About this task
Pull every line that holds the word "gray" from the entries.

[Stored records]
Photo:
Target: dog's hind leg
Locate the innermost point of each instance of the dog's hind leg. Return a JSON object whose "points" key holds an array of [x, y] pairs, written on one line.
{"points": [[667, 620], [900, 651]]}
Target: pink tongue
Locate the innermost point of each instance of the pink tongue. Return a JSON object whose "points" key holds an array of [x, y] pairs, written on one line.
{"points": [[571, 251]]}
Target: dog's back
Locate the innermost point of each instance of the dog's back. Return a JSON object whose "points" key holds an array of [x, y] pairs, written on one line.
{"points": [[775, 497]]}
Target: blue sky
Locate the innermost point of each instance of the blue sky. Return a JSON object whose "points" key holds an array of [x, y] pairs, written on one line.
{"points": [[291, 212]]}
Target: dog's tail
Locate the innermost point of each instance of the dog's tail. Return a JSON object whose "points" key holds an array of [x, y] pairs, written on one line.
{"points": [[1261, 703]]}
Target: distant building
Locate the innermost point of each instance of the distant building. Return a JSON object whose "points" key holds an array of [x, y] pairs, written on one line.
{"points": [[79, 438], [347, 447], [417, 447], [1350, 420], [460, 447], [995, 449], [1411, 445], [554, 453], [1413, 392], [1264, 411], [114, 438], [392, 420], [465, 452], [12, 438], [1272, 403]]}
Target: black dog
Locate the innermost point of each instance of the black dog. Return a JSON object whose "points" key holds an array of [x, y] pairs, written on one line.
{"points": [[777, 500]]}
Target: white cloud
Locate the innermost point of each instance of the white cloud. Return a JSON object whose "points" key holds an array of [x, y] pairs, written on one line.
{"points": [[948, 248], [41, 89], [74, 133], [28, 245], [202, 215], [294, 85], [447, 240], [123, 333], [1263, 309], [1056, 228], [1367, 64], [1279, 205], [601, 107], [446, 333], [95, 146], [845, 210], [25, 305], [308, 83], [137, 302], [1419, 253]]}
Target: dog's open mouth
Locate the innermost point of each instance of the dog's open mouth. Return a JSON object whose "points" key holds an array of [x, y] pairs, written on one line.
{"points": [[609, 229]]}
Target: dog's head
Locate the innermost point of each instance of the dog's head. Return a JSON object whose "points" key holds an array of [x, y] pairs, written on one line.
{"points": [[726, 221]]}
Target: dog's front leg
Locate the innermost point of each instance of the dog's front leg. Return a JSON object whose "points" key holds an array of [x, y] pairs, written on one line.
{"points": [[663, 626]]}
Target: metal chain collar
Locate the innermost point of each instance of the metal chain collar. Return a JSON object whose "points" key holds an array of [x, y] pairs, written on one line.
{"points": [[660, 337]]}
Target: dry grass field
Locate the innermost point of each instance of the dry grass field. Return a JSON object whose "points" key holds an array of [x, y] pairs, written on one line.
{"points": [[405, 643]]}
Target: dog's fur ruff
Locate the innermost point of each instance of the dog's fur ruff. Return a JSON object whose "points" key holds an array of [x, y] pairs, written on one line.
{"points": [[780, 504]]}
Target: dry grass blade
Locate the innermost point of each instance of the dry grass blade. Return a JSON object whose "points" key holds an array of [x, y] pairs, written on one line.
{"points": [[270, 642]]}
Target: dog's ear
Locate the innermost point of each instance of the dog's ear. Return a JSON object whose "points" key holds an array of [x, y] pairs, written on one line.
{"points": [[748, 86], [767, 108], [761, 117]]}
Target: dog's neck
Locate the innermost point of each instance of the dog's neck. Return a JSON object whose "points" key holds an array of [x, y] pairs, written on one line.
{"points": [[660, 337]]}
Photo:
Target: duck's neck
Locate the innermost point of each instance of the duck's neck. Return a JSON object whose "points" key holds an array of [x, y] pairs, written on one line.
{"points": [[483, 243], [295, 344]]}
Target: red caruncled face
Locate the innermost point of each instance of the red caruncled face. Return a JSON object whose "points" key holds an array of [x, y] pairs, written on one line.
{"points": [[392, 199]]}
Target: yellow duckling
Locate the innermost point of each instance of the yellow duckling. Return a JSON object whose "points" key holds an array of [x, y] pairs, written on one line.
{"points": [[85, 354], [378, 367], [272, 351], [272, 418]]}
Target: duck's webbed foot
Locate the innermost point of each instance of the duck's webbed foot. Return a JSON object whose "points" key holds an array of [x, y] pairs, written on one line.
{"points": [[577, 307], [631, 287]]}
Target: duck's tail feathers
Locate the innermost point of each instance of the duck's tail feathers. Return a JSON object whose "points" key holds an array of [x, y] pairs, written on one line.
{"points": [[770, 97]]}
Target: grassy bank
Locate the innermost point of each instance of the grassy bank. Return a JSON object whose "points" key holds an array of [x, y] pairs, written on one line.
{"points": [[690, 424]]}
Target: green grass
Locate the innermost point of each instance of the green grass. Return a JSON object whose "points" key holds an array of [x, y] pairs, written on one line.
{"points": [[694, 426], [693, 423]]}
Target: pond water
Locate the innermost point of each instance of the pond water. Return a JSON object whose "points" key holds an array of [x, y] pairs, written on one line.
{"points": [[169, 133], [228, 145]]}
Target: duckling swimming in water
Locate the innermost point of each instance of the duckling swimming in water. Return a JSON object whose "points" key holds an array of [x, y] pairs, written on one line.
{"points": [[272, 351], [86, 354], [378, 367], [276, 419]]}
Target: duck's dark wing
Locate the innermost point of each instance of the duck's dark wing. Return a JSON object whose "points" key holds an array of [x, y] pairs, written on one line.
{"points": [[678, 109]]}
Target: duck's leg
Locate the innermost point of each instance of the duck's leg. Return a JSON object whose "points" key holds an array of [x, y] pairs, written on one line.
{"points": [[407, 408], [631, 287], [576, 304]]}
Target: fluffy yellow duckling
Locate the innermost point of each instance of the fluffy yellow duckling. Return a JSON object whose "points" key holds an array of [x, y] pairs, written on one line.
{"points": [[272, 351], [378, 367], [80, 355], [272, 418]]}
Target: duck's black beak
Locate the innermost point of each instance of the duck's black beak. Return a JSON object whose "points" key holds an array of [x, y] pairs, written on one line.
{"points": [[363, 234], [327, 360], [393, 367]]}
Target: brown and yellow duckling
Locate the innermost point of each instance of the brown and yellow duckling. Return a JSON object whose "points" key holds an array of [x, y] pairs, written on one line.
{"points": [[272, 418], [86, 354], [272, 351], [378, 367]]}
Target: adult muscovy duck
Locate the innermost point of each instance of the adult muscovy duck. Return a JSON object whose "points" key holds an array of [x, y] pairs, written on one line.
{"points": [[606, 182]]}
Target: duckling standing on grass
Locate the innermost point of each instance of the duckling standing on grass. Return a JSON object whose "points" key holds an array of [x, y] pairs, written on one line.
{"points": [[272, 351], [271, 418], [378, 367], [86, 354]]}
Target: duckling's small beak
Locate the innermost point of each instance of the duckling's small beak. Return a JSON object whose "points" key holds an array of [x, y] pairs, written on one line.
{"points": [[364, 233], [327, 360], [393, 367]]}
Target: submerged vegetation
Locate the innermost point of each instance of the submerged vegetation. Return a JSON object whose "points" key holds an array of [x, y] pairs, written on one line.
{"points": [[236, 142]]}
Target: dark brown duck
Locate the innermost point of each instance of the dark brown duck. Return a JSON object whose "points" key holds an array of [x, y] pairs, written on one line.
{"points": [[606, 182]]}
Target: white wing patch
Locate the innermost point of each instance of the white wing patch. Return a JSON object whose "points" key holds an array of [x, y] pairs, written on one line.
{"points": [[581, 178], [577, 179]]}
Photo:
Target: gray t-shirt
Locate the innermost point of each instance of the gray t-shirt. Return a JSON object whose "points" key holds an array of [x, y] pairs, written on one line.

Problem solution
Target: gray t-shirt
Locate the innermost point of each instance of the gray t-shirt. Return a JSON object whose "points" key holds an array of [x, y] pairs, written on one line.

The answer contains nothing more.